Turn the stretch of lines below, from the one containing "Pick out each instance of the shrub" through the very last line, into a numbered list, leaving out any blank lines.

▼▼▼

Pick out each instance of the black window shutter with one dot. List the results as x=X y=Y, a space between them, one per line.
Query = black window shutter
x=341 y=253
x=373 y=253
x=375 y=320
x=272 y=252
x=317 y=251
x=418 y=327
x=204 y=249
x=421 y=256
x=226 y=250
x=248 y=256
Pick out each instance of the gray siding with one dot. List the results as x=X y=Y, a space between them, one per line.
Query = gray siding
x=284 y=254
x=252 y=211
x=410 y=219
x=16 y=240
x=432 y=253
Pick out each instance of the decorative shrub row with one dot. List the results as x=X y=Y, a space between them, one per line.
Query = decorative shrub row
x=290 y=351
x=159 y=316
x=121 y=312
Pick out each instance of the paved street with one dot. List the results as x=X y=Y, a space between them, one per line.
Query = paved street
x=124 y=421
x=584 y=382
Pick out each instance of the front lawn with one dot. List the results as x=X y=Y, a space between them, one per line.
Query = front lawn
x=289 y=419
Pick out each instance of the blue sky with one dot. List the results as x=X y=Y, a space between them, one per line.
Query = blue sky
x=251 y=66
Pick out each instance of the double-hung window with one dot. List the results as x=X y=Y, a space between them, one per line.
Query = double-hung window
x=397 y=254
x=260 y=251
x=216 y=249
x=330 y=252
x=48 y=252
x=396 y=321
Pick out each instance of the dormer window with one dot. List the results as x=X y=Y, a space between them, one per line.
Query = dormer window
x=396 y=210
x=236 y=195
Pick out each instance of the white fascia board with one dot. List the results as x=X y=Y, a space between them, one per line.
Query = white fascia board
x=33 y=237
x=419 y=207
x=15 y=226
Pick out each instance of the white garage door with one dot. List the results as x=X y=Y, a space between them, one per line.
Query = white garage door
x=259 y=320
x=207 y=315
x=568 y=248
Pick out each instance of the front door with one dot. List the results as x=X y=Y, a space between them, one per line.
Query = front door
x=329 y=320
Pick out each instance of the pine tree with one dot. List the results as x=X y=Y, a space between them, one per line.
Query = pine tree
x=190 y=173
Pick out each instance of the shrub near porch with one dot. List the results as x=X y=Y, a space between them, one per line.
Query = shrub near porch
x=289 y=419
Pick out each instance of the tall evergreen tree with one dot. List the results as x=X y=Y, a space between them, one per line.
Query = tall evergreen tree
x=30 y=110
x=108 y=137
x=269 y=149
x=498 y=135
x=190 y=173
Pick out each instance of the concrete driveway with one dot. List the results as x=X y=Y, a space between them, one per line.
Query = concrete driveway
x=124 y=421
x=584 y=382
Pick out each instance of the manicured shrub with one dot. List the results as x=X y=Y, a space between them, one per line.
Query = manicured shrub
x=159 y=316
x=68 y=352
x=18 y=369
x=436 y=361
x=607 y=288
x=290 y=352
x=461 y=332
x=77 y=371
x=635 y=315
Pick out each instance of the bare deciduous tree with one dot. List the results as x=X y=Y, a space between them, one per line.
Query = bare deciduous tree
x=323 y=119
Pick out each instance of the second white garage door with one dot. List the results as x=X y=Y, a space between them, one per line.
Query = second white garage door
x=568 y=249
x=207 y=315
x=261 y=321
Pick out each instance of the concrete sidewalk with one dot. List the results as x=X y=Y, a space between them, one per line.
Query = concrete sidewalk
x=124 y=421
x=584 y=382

▲▲▲

▸ Complete output
1. Pick out each instance of the shrub near porch with one dot. List the results as x=X y=Y, a space between them, one per line.
2. Query = shrub near porch
3. x=289 y=419
4. Pick out each instance of the tall evergreen tree with one dot. List the results as x=X y=Y, a space between them, one per line.
5. Query = tall evergreen tree
6. x=30 y=110
7. x=108 y=137
8. x=269 y=149
9. x=498 y=135
10. x=190 y=173
11. Pick out each instance of the concrete driveway with one dot. List the results as x=X y=Y, a space between them, one per line.
12. Query = concrete driveway
13. x=124 y=421
14. x=584 y=382
15. Pick out each instance of the manicured shrub with one dot. List the results as x=X y=Y, a space between them, one per line.
16. Query = manicured shrub
17. x=159 y=316
18. x=68 y=352
19. x=18 y=369
20. x=436 y=361
21. x=607 y=288
22. x=290 y=352
23. x=461 y=332
24. x=77 y=371
25. x=635 y=315
26. Pick out each instance of the bare deciduous tree with one dot. List the results as x=X y=Y, a space between them, one per line.
27. Query = bare deciduous tree
28. x=323 y=119
29. Pick out each instance of the second white garage door with one dot. List the results as x=X y=Y, a space between them, one per line.
30. Query = second white garage door
31. x=568 y=249
32. x=207 y=315
33. x=261 y=321
34. Pick out each instance of the concrete sidewalk with one dot. List the results as x=X y=Y, a space between them, one per line.
35. Query = concrete sidewalk
36. x=124 y=421
37. x=584 y=382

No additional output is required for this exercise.